Extract, exactly as written, each line from the start of the records below to the line containing "Target: hill on horizon", both ends included; drop the pictures.

• • • •

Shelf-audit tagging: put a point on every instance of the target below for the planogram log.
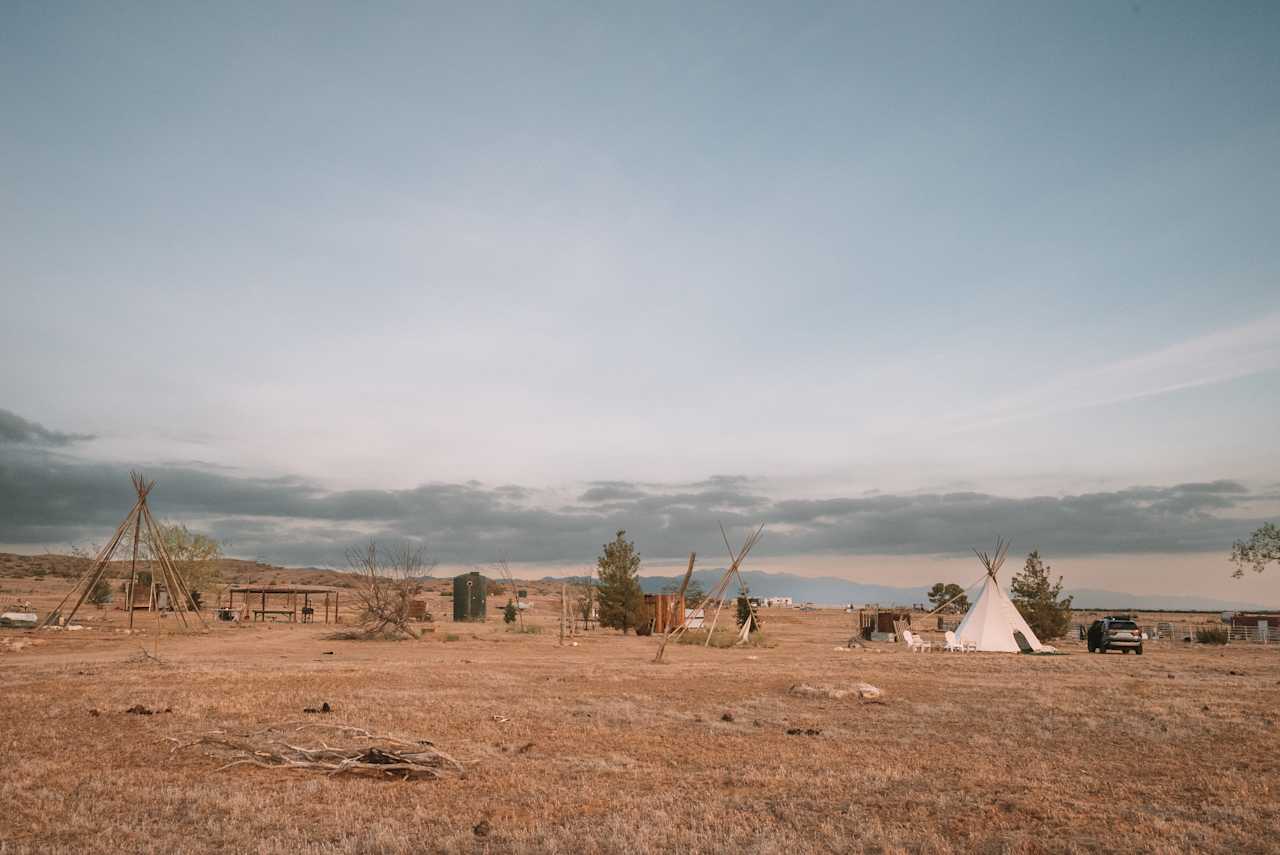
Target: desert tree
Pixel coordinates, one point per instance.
(1040, 599)
(387, 586)
(949, 597)
(193, 556)
(1258, 551)
(513, 609)
(621, 600)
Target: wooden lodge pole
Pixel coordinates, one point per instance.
(680, 603)
(563, 597)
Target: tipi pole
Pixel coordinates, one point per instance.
(133, 566)
(680, 600)
(85, 584)
(173, 570)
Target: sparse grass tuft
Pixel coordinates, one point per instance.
(1211, 635)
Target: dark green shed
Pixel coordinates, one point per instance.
(469, 597)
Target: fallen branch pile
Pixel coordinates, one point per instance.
(273, 748)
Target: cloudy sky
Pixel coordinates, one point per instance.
(891, 278)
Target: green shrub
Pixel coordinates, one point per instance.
(1211, 635)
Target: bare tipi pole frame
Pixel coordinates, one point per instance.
(991, 563)
(995, 561)
(718, 594)
(144, 526)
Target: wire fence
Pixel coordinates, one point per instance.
(1185, 631)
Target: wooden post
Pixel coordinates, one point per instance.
(133, 566)
(680, 603)
(562, 613)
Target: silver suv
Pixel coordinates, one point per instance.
(1115, 634)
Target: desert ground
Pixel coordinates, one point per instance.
(592, 748)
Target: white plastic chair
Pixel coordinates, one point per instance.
(914, 643)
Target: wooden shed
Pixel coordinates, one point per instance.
(666, 609)
(876, 621)
(469, 597)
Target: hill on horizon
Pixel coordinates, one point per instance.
(830, 590)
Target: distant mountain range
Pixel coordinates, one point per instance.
(828, 590)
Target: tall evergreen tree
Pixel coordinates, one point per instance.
(1040, 599)
(621, 602)
(951, 595)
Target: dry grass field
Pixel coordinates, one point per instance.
(594, 749)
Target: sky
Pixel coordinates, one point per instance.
(890, 278)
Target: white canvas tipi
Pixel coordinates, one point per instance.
(992, 618)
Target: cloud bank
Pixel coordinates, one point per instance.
(50, 498)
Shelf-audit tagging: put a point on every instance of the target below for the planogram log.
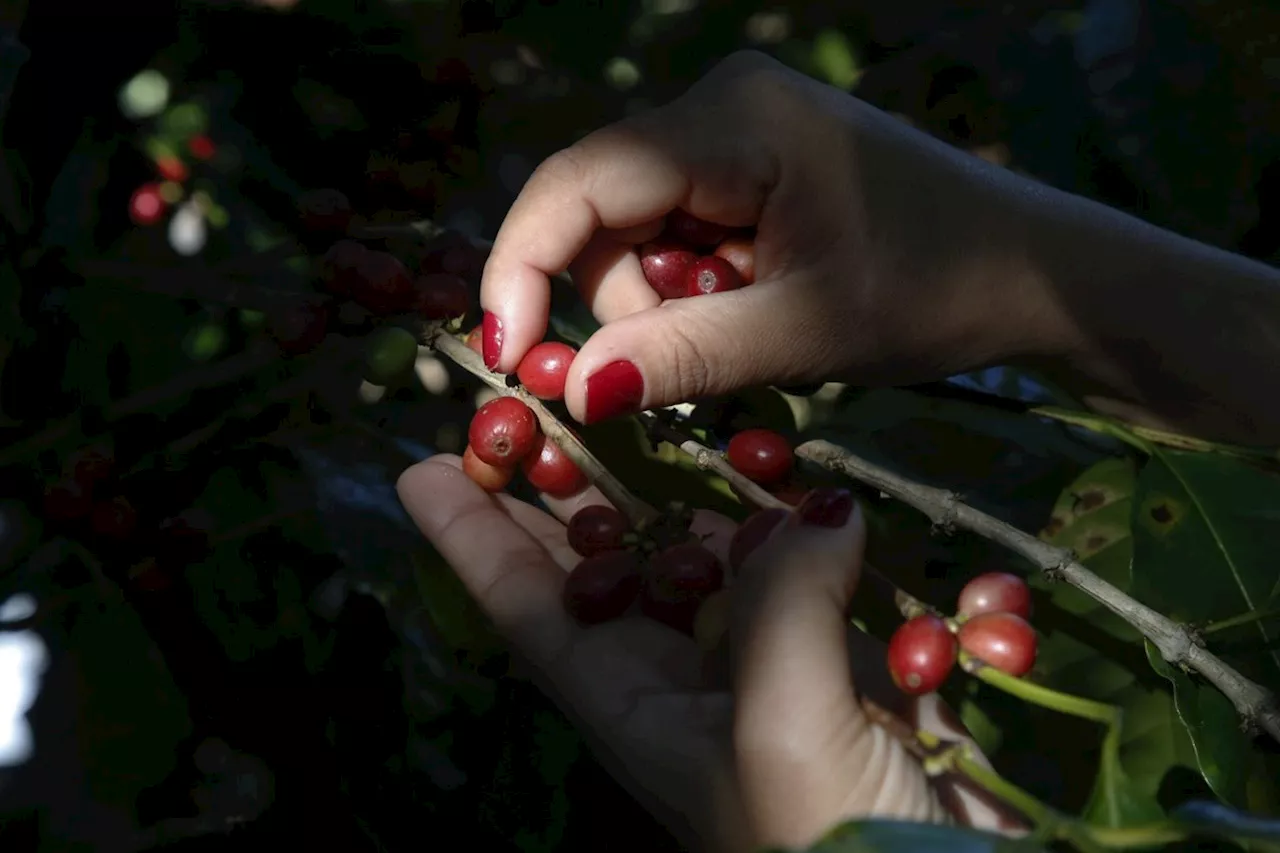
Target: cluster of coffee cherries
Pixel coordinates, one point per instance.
(88, 500)
(991, 624)
(375, 284)
(695, 258)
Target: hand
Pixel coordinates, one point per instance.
(782, 755)
(882, 256)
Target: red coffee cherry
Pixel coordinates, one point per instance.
(666, 267)
(325, 211)
(1004, 641)
(680, 579)
(762, 456)
(503, 432)
(602, 587)
(146, 205)
(338, 268)
(442, 296)
(114, 519)
(595, 529)
(490, 478)
(544, 369)
(995, 592)
(300, 328)
(383, 284)
(752, 533)
(711, 274)
(740, 252)
(920, 655)
(549, 470)
(696, 232)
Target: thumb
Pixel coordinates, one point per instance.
(807, 755)
(698, 347)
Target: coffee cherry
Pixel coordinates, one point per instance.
(602, 587)
(711, 274)
(503, 432)
(114, 519)
(680, 579)
(760, 455)
(300, 328)
(325, 211)
(711, 624)
(1004, 641)
(740, 252)
(339, 265)
(995, 592)
(490, 478)
(666, 267)
(549, 470)
(389, 355)
(696, 232)
(544, 369)
(146, 205)
(920, 655)
(753, 533)
(68, 500)
(595, 529)
(442, 296)
(384, 286)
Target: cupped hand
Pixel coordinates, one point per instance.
(881, 255)
(778, 752)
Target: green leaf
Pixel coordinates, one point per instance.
(1089, 651)
(835, 60)
(1201, 553)
(901, 836)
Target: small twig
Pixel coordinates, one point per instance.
(1255, 703)
(636, 510)
(711, 460)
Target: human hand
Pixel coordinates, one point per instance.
(881, 255)
(780, 755)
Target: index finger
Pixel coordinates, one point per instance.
(617, 177)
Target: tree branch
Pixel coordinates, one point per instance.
(1255, 703)
(636, 510)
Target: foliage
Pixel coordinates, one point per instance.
(321, 644)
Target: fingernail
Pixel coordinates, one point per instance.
(492, 340)
(617, 388)
(826, 509)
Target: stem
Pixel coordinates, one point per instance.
(1240, 619)
(711, 460)
(1176, 644)
(1040, 694)
(639, 512)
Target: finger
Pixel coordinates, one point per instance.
(768, 333)
(608, 277)
(504, 569)
(621, 177)
(795, 703)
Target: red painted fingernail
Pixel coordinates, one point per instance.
(615, 389)
(826, 509)
(492, 340)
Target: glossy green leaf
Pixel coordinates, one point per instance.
(900, 836)
(1202, 532)
(1089, 651)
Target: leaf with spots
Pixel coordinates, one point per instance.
(1089, 651)
(1202, 527)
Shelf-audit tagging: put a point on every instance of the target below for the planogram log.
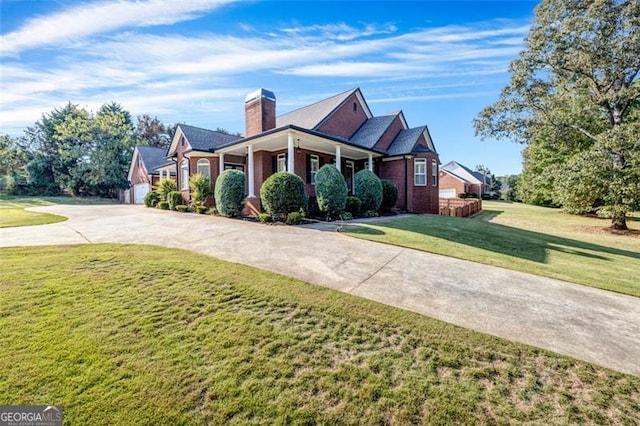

• • • •

## Solution
Shelf-audit tagging: put a point on every instance of the target below for the planogram log.
Target: desert tree
Pixel coordinates, one point per instance.
(1040, 599)
(387, 586)
(949, 597)
(193, 556)
(1258, 551)
(513, 609)
(621, 600)
Target: wooden lodge pole
Pixel coordinates, one point per instance.
(680, 603)
(563, 597)
Target: tipi pole
Pixel coordinates, one point per instance.
(133, 566)
(680, 600)
(85, 584)
(173, 570)
Target: sparse grass tuft
Pixel coordinates, one point per instance.
(1211, 635)
Target: dark green shed
Pixel coordinates, one point per instance.
(469, 597)
Target: fallen branch pile
Pixel coordinates, one point per instance.
(273, 748)
Target: cloudy sky
Pixel coordinates, one point per instance.
(891, 278)
Target: green shrub
Pixel coordinates, one point per instance.
(1211, 635)
Target: bare tipi pole frame
Pixel coordinates, one point per instance.
(991, 563)
(995, 561)
(718, 594)
(144, 526)
Target: wire fence
Pixel coordinates, one point per instance.
(1185, 631)
Target: wooden post
Pixel coordinates, one point per instance.
(133, 566)
(680, 603)
(562, 613)
Target: silver suv
Pixel coordinates, one point per instance.
(1115, 634)
Target: desert ground
Pixel coordinates, one point per instance.
(592, 748)
Target: white plastic chair
Pixel coordinates, one point per instance.
(914, 643)
Target: wooden shed
Pixel coordinates, one point per instance.
(666, 609)
(876, 621)
(469, 597)
Target: hill on horizon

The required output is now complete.